EXERCISE: Each line of the material below needs to be returned exactly as written.

*** EXTRACTED MATERIAL Section Begins ***

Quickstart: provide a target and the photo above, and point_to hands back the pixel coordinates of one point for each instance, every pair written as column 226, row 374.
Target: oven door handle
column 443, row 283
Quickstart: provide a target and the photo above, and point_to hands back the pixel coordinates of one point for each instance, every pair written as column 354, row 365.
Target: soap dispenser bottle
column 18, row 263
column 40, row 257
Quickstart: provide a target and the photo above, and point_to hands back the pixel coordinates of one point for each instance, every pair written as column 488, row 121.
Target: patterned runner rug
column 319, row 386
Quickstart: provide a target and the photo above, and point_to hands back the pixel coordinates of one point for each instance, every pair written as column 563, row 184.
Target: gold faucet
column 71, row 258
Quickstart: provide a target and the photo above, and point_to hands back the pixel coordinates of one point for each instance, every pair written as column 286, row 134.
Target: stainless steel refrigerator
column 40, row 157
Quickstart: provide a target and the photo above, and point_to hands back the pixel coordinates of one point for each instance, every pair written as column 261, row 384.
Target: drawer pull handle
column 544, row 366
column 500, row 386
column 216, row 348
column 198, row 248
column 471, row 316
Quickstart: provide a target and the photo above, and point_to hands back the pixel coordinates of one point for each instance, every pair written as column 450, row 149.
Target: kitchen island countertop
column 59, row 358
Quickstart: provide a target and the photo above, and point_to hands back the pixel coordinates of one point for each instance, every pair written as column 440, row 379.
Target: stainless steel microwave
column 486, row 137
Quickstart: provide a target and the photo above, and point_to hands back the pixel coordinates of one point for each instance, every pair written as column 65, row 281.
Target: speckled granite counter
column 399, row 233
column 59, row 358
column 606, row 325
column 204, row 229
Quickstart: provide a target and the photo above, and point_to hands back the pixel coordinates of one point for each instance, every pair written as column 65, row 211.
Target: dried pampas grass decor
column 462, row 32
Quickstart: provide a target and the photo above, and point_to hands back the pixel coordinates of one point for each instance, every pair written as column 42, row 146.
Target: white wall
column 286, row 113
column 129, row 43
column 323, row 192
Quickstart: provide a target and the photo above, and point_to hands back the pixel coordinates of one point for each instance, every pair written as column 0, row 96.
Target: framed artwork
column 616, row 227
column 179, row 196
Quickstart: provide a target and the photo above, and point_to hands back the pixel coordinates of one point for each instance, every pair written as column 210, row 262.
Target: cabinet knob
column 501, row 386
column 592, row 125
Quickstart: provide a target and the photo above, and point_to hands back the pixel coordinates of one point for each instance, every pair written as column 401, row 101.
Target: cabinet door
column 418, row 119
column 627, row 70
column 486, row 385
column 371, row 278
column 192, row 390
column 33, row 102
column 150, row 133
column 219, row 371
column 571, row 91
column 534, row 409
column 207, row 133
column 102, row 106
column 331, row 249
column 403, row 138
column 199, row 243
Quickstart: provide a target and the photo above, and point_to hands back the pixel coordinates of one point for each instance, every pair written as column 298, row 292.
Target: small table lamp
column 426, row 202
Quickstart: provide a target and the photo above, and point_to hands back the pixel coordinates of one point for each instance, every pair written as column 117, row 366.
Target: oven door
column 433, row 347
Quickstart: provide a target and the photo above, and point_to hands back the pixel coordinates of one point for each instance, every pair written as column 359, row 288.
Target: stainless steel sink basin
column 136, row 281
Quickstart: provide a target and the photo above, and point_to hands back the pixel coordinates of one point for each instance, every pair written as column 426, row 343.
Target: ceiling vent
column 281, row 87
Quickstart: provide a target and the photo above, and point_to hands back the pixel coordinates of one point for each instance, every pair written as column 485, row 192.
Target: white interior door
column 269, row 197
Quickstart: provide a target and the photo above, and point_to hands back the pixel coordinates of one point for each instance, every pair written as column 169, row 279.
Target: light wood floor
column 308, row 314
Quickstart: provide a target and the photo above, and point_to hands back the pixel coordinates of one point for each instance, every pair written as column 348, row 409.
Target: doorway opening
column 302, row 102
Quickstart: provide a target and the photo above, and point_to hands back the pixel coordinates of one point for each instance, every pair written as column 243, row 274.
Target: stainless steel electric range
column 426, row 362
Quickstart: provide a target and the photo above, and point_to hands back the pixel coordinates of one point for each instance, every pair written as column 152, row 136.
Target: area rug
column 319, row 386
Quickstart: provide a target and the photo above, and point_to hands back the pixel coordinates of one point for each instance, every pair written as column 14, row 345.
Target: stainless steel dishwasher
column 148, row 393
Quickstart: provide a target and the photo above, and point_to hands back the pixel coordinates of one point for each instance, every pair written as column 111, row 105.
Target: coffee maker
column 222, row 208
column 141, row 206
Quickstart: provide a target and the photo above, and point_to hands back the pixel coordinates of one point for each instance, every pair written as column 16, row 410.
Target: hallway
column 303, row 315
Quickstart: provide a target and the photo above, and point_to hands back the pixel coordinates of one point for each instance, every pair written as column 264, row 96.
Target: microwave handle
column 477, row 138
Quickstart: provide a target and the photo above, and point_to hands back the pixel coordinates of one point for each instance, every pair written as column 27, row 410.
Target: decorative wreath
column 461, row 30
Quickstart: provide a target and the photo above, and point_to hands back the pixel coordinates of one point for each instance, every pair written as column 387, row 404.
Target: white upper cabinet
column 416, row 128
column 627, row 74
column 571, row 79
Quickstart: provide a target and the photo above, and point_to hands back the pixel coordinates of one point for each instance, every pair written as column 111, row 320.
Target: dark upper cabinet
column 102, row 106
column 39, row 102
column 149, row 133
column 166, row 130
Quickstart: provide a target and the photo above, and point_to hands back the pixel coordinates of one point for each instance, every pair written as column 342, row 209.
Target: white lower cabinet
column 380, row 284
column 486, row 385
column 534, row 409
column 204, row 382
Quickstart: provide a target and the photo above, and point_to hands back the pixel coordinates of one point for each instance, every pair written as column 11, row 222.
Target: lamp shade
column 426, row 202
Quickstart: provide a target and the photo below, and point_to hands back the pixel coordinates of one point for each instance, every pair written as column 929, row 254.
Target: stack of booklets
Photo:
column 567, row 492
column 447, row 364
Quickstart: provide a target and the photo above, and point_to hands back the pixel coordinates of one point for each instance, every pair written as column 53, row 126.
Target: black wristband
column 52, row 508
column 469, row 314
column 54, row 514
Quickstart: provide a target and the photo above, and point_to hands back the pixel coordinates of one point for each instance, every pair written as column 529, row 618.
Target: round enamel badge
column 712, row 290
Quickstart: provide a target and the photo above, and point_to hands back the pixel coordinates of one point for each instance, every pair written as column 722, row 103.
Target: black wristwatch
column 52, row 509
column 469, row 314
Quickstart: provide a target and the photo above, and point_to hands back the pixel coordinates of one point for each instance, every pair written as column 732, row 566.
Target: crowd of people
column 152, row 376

*** EXTRACTED MATERIAL Section Ends ***

WRITTEN ANSWER:
Quickstart: provide a target and the photo above, and point_to hands back the pixel coordinates of one point for each instance, every pair written as column 226, row 374.
Target: oven door handle
column 443, row 283
Quickstart: provide a target and the photo above, and point_to hands back the pixel coordinates of one point for each instance, every pair written as column 354, row 365.
Target: soap dispenser bottle
column 18, row 263
column 40, row 257
Quickstart: provide a target and the photo above, and point_to hands back the pixel coordinates of one point for each instance, every pair written as column 488, row 121.
Target: patterned runner rug
column 319, row 386
Quickstart: provide a target and the photo above, and point_to hands back the pixel coordinates of one point for each instance, every pair written as column 563, row 184.
Target: gold faucet
column 71, row 258
Quickstart: provide a target and the photo above, and point_to hands back the pixel coordinates of one point for each instance, every pair written as column 286, row 134.
Target: stainless steel refrigerator
column 40, row 157
Quickstart: provide a target and the photo above, and point_to hands back the pixel coordinates of one point for each instance, every pair written as column 261, row 384.
Target: drawer pull handle
column 544, row 366
column 500, row 386
column 216, row 348
column 198, row 248
column 471, row 316
Quickstart: provide a target and the photo above, and point_to hands back the pixel coordinates of one point for each instance, every pair written as column 450, row 149.
Target: kitchen island countertop
column 59, row 358
Quickstart: provide a target and the photo above, and point_to hands back the pixel coordinates of one point for each instance, every pair written as column 440, row 379.
Target: stainless steel microwave
column 486, row 137
Quickstart: provide a target and the photo above, and point_to hands back the pixel coordinates of one point for each instance, every pair written as column 65, row 281.
Target: speckled granite counter
column 399, row 233
column 59, row 358
column 606, row 325
column 204, row 229
Quickstart: provide a target and the photo above, and point_to hands back the pixel coordinates of one point for each instance, every pair written as column 65, row 211.
Target: dried pampas grass decor
column 462, row 32
Quickstart: provide a target and the photo above, and point_to hands back the pixel coordinates of one point for each instance, every pair written as column 42, row 146.
Target: white wall
column 286, row 113
column 129, row 43
column 323, row 192
Quickstart: provide a target and the photo above, and point_to hands back the pixel coordinates of one point for each instance, every pair written as column 0, row 96.
Target: framed artwork
column 616, row 227
column 179, row 196
Quickstart: provide a target and the photo above, and point_to hands back the pixel coordinates of one point for each instance, every pair written as column 210, row 262.
Target: cabinet knob
column 501, row 386
column 592, row 125
Quickstart: provide a target and the photo above, and point_to hands back the pixel coordinates of one point for each instance, every pair written as column 401, row 101.
Target: cabinet door
column 418, row 119
column 627, row 70
column 486, row 385
column 371, row 278
column 192, row 390
column 33, row 102
column 150, row 133
column 219, row 371
column 571, row 91
column 534, row 409
column 207, row 133
column 102, row 106
column 331, row 249
column 403, row 138
column 199, row 243
Quickstart: provide a target and the photo above, and point_to hands back the pixel coordinates of one point for each instance, every pair written as column 298, row 292.
Target: small table lamp
column 426, row 202
Quickstart: provide a target and the photo above, and point_to hands back the pixel coordinates of one point for each instance, every pair written as column 117, row 366.
Target: oven door
column 433, row 347
Quickstart: provide a target and the photo above, and point_to hands back the pixel coordinates of one point for each instance, every pair written as column 359, row 288.
Target: stainless steel sink basin
column 136, row 281
Quickstart: provide a target and the photo above, and point_to hands back the pixel coordinates of one point for each instance, every pair written as column 426, row 343.
Target: ceiling vent
column 281, row 87
Quickstart: provide a target and the photo above, and point_to hands back the pixel coordinates of one point for each instance, every pair written as column 485, row 192.
Target: white interior door
column 269, row 197
Quickstart: provide a target and the photo above, and point_to hands back the pixel coordinates of one point for each instance, every pair written as column 169, row 279.
Target: light wood floor
column 308, row 314
Quickstart: provide a target and the photo above, and point_to hands back the pixel coordinates of one point for each instance, every pair written as column 348, row 409.
Target: doorway opening
column 302, row 102
Quickstart: provide a target and the photo above, and point_to hands back the pixel coordinates of one point for each instance, every pair written as column 243, row 274.
Target: stainless steel electric range
column 426, row 362
Quickstart: provide a target and the photo above, and point_to hands back the pixel coordinates of one point for each instance, every pair written as column 152, row 136.
Target: area rug
column 319, row 386
Quickstart: provide a target and the photo above, and point_to hands back the pixel coordinates of one point for each instance, every pair written as column 14, row 345.
Target: stainless steel dishwasher
column 148, row 393
Quickstart: provide a target and the photo above, and point_to hands back the pixel coordinates of one point for each instance, every pair written as column 111, row 105.
Target: coffee maker
column 222, row 208
column 141, row 206
Quickstart: provide a target and the photo above, and point_to hands back the pixel coordinates of one point for each instance, every pair written as column 16, row 410.
Target: hallway
column 303, row 315
Quickstart: provide a target and the photo above, and point_to hands back the pixel coordinates of one point for each instance, every pair written as column 264, row 96.
Target: microwave handle
column 477, row 138
Quickstart: provide a target and the photo above, and point_to hands back the pixel coordinates of one point for each instance, every pair written as column 27, row 410.
Target: decorative wreath
column 461, row 30
Quickstart: provide a target and the photo above, and point_to hands back the pixel coordinates of one point for each instance, every pair written as column 387, row 404.
Target: white upper cabinet
column 416, row 128
column 627, row 74
column 571, row 79
Quickstart: provide a target and the photo above, and point_to hands back the pixel coordinates of one point for each instance, every pair written as column 111, row 320.
Target: dark upper cabinet
column 102, row 106
column 39, row 102
column 149, row 133
column 166, row 130
Quickstart: provide a target and the photo above, and point_to hands back the pixel coordinates of one point for each instance, every pair written as column 342, row 209.
Target: white lower cabinet
column 380, row 284
column 486, row 385
column 534, row 409
column 204, row 382
Quickstart: provide a target and the photo above, and point_to hands back the pixel coordinates of one point for each instance, every pair written as column 11, row 222.
Target: lamp shade
column 426, row 202
Quickstart: provide a target and the photo below, and point_to hands back the pixel coordinates of one point for each instance, every pair written as column 929, row 254.
Target: stack of booklets
Photo:
column 567, row 492
column 447, row 364
Quickstart: provide a target and the photo above, and point_to hands back the pixel coordinates of one point for each instance, every pair written as column 53, row 126.
Target: black wristband
column 52, row 508
column 469, row 314
column 54, row 514
Quickstart: provide a target and the photo above, and point_to hands back the pixel coordinates of one point for each instance, every pair written as column 529, row 618.
Target: round enamel badge
column 712, row 290
Quickstart: provide a target and the photo above, and point_to hands back the pixel coordinates of one point for each instance, every pair written as column 722, row 103.
Target: black wristwatch
column 52, row 509
column 469, row 314
Quickstart: provide a target and the photo above, and point_to hands back the pixel coordinates of one point for each instance, every pair written as column 732, row 566.
Target: crowd of people
column 152, row 376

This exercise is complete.